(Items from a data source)

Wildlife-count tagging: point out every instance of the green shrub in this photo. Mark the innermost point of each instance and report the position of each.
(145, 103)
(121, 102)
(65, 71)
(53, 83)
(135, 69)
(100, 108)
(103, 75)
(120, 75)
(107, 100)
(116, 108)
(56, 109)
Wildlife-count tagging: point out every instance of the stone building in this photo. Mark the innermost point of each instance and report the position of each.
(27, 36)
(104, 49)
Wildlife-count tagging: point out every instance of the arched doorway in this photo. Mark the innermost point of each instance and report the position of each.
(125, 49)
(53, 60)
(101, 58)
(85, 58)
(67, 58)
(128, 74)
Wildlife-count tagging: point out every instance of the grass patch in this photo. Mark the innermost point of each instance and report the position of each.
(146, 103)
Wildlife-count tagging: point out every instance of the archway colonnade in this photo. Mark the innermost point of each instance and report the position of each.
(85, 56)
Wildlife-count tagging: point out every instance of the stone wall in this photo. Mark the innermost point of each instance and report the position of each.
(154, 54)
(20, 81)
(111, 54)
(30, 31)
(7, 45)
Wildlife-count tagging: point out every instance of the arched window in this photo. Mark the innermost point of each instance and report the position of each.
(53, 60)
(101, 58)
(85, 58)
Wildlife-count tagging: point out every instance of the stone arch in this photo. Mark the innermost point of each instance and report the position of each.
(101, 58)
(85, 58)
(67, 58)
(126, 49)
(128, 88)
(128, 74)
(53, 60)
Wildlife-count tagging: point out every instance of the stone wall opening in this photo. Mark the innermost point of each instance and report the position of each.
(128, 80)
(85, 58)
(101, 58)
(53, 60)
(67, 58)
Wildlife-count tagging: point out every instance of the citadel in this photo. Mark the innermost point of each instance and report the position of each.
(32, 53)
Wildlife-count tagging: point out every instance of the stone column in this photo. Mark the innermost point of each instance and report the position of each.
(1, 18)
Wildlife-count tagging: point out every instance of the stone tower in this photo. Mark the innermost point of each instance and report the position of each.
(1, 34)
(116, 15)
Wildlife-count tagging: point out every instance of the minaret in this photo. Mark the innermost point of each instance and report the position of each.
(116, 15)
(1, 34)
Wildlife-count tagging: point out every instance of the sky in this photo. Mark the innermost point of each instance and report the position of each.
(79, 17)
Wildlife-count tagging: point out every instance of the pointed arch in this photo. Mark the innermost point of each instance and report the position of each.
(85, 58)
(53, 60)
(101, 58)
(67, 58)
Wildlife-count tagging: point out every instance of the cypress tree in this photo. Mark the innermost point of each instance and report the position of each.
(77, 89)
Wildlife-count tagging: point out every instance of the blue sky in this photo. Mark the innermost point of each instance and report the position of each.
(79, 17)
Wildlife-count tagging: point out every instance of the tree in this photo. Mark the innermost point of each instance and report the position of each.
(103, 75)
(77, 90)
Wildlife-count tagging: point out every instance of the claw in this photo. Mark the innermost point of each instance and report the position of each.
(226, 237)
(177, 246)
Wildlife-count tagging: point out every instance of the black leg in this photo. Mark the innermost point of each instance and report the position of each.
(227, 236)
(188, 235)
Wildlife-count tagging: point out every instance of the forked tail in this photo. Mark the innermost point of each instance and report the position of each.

**TASK INSTRUCTIONS**
Write out all of the items above word for word, with no changes.

**FULL SOLUTION**
Wildlife-count tagging: point out every instance of the green shrub in this photo. Mark the innermost point of each instance and report the position of each.
(145, 103)
(121, 102)
(65, 71)
(53, 83)
(135, 69)
(100, 108)
(103, 75)
(120, 75)
(107, 100)
(116, 108)
(56, 109)
Wildlife-count tagging: point out every instance of the stone building in this photo. Mark the innermost point of each instance and report the position of each.
(27, 36)
(104, 49)
Wildlife-count tagging: point out every instance of the arched doorway in this photo. Mark the innermost point of each instance and report the position of each.
(125, 49)
(53, 60)
(101, 58)
(85, 58)
(67, 58)
(128, 74)
Wildlife-count tagging: point out every instance of the grass patch in this photo. Mark the innermost point of each instance and report the position of each.
(146, 103)
Wildlife-count tagging: point out every instance of the archway colonnade in this photo. Mark the innermost point of each instance and report the position of each.
(85, 56)
Wildlife-count tagging: point out every instance of the stone wall in this photo. Mark the innermost point of each instance and report the position of each.
(154, 54)
(20, 81)
(111, 54)
(30, 31)
(7, 45)
Wildlife-count tagging: point out every instance of the arched window in this photo. Mark the innermost point of each instance and report the position of each.
(53, 60)
(101, 58)
(85, 58)
Wildlife-count tagging: point out every instance of the stone arch in this photo. Mark the innermost point of each instance and report the position of each.
(101, 58)
(85, 58)
(67, 58)
(126, 49)
(128, 88)
(128, 74)
(53, 60)
Wildlife-count tagging: point out every instance of the stone wall opening in this photo. Mark the innermost point of each instance and report the position of each.
(128, 80)
(85, 58)
(101, 58)
(53, 60)
(67, 58)
Wildlife-count tagging: point out every instance of the citadel in this photo. Mark the innermost point of each instance and report the position of each.
(32, 53)
Wildlife-count tagging: point out every instance of the stone column in this photo. Mark the innermost point of each instance and report the position of each.
(1, 18)
Wildlife-count tagging: point out every instance of the stone tower in this photo. Mark the innermost point of each instance and report the position of each.
(1, 34)
(116, 15)
Wildlife-count tagging: point out every instance of the minaret in this photo. Mark the innermost point of each instance and report the position of each.
(116, 15)
(1, 34)
Wildlife-count tagging: point out every instance of the sky in this photo. Mark the innermost point of each instance and report the position of each.
(79, 17)
Wildlife-count tagging: point out every instance of the pointed arch in this photo. Mark the innermost point of each instance and report the position of each.
(85, 58)
(53, 60)
(101, 58)
(67, 58)
Wildlife-count tagging: point out every instance of the cypress tree in this photo. Mark the innermost point of each instance and report the position of each.
(77, 89)
Wildlife-count tagging: point out every instance of the blue sky in this photo. Mark the innermost point of each instance and report the position of each.
(79, 17)
Wildlife-count tagging: point out every instance of the tree in this photo. Mark the innermost point of each instance and report the position of each.
(103, 75)
(77, 90)
Wildlife-count tagging: point out every instance of the claw in this photo. Mark the innermost point of each instance and report the position of each.
(226, 237)
(177, 246)
Wildlife-count tagging: point out every instance of the black leg in this photo. Mark the innermost point of each instance and report the position of each.
(227, 236)
(188, 235)
Wildlife-count tagging: point out every instance of the forked tail in this photo. Mark the innermost point of each instance and report the position of each.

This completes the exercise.